Segment Start: THE DATA

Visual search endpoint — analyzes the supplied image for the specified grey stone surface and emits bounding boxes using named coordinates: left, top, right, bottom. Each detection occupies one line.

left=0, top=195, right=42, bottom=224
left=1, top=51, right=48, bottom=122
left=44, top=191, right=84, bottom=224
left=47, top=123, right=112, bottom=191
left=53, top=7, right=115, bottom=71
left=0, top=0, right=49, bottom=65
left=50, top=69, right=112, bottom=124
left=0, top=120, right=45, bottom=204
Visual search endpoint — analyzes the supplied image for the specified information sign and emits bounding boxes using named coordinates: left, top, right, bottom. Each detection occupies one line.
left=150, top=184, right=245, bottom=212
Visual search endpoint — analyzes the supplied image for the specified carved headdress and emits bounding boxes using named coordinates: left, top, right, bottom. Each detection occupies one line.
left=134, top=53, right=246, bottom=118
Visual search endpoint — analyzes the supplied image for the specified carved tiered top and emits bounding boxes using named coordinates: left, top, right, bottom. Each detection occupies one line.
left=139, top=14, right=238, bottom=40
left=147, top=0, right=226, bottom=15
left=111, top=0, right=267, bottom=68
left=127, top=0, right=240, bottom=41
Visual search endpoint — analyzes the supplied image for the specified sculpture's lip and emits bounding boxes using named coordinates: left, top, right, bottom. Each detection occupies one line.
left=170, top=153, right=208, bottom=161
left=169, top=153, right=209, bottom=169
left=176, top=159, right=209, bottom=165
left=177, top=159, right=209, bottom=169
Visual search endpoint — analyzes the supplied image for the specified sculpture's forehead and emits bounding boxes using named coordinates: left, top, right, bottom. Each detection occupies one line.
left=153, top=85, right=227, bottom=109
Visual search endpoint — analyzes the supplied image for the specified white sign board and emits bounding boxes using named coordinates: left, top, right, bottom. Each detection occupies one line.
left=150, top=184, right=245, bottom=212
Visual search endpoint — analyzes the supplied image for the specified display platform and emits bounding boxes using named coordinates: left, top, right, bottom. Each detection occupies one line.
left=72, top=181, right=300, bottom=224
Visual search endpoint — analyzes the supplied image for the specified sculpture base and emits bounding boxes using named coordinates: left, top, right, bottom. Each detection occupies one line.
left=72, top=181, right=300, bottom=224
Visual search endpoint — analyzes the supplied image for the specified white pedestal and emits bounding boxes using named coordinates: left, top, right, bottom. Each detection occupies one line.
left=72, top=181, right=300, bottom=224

Segment End: THE DATA

Output all of the data exactly as given.

Visual search endpoint — analyzes the supplied image for the specified grey stone surface and emits bounding boxes using named coordinates: left, top, right, bottom. Each detection occupies one line.

left=0, top=195, right=42, bottom=224
left=1, top=51, right=48, bottom=122
left=44, top=191, right=84, bottom=224
left=47, top=123, right=112, bottom=191
left=53, top=7, right=115, bottom=71
left=0, top=0, right=49, bottom=65
left=50, top=69, right=112, bottom=124
left=0, top=120, right=45, bottom=204
Visual search endpoint — analyzes the supplied image for the specified information sign and emits bounding boxes using named coordinates: left, top, right, bottom. Each detection occupies one line.
left=150, top=184, right=245, bottom=212
Visual search endpoint — analyzes the supplied image for the specified carved headdress and emits bounding boxes using named coordinates: left, top, right, bottom. Each detection occupies one line.
left=134, top=53, right=246, bottom=118
Visual search endpoint — analyzes the supplied image for the specified carved tiered top and emits bounding boxes using named coordinates: left, top, right, bottom. Each detection occupies one line.
left=139, top=14, right=238, bottom=40
left=147, top=0, right=226, bottom=15
left=111, top=0, right=267, bottom=68
left=127, top=0, right=240, bottom=41
Visual search endpoint — analyzes the supplied image for the specified sculpture's lip and emits bounding boxes using named coordinates: left, top, right, bottom. Each detection occupies one line.
left=170, top=153, right=208, bottom=161
left=169, top=153, right=209, bottom=169
left=176, top=159, right=209, bottom=165
left=177, top=159, right=209, bottom=169
Visual search endpoint — analyzes the supplied image for the specified sculpture's forehead and emits bounding boxes using named coordinates: left, top, right, bottom. Each detection occupies one line.
left=153, top=85, right=227, bottom=109
Visual search endpoint — analyzes the supplied image for the specified white sign board and emits bounding boxes using named coordinates: left, top, right, bottom. Each detection occupies one line.
left=150, top=184, right=245, bottom=212
Visual search endpoint — analyzes the supplied image for the specified display platform and emits bounding boxes using named coordinates: left, top, right, bottom. Each detection occupies one line.
left=72, top=181, right=300, bottom=224
Visual search endpoint — analyzes the supplied image for the specified sculpture base and emits bounding boxes using named coordinates: left, top, right, bottom. Each detection occupies one line.
left=72, top=181, right=300, bottom=224
Visual search endpoint — analyzes the supplied image for the specified white pedestal and emits bounding boxes using named coordinates: left, top, right, bottom. Each detection occupies one line.
left=72, top=181, right=300, bottom=224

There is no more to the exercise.